[Pointing entries for labeled objects]
========================================
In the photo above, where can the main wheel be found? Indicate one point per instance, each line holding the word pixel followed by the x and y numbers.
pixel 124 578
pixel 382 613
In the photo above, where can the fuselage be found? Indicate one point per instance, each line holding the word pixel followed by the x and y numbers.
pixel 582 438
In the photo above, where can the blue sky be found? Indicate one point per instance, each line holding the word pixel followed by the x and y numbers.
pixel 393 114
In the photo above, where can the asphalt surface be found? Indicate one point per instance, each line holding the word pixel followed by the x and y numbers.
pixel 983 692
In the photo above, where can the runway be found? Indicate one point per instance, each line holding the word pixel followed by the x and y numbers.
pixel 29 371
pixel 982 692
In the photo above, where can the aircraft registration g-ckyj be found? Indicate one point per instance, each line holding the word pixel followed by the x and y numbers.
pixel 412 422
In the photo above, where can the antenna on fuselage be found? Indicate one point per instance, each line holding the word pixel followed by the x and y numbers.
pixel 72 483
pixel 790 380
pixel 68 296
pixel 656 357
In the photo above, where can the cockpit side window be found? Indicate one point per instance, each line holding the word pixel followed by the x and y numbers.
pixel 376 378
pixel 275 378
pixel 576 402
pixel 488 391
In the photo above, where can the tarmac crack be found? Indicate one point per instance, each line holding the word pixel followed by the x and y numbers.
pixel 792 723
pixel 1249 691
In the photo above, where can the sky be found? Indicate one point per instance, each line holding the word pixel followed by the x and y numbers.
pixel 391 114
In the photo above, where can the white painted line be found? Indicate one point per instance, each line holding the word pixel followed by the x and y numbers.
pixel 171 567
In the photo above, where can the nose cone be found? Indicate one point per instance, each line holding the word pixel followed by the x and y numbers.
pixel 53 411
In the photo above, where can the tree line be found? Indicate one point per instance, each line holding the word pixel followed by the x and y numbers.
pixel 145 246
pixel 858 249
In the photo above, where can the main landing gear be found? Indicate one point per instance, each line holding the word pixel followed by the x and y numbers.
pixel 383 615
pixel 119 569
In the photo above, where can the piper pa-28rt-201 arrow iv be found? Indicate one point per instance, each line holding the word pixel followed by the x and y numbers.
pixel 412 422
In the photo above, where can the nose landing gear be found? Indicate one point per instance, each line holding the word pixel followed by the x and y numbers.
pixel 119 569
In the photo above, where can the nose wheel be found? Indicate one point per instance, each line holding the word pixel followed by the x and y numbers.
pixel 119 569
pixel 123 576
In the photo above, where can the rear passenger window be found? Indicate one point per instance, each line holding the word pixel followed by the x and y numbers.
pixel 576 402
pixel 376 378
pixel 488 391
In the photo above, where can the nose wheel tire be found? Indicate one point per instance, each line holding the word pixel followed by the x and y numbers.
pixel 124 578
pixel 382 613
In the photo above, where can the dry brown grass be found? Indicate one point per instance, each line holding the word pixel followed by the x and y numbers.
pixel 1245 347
========================================
* **WRITTEN REQUEST**
Duplicate the data above word for word, from its first line through the line that contains "pixel 1249 691". Include both of those lines.

* **THE OUTPUT**
In the photo above, where can the main wheel be found? Indicate one point per instance, each line holding the word pixel followed by the x and y numbers.
pixel 124 578
pixel 382 613
In the photo above, where can the fuselage be found? Indicate one point per instance, each line holding the word pixel followed by the x and y numbers.
pixel 582 438
In the photo above, where can the blue sky be found? Indicate one point per instance, each line holding the word pixel followed by the x and y numbers.
pixel 393 114
In the photo above, where can the asphalt surface be found? Indicate one point per instance, each line holding the word pixel followed by the x and y numbers.
pixel 983 692
In the photo above, where can the runway be found? Indicate one point per instance, each line holding the word pixel followed by the x and y numbers.
pixel 29 371
pixel 982 692
In the photo above, where can the aircraft registration g-ckyj be found? Indicate one point per instance, each line holding the word pixel followed by the x and y numbers.
pixel 412 422
In the photo above, where can the antenna on fuselage be found? Indicate one point per instance, each line holding the word pixel followed by the x and y numbers.
pixel 72 483
pixel 790 380
pixel 68 296
pixel 656 357
In the photo above, where can the cockpit side window be found? Indicate one point per instance, each line holding the word pixel followed by the x and y numbers.
pixel 376 378
pixel 275 378
pixel 576 402
pixel 488 391
In the photo above, where can the tarmac crack be found? Indicate one point per instance, each line holding the word pixel followed by the x and y numbers.
pixel 792 723
pixel 1249 691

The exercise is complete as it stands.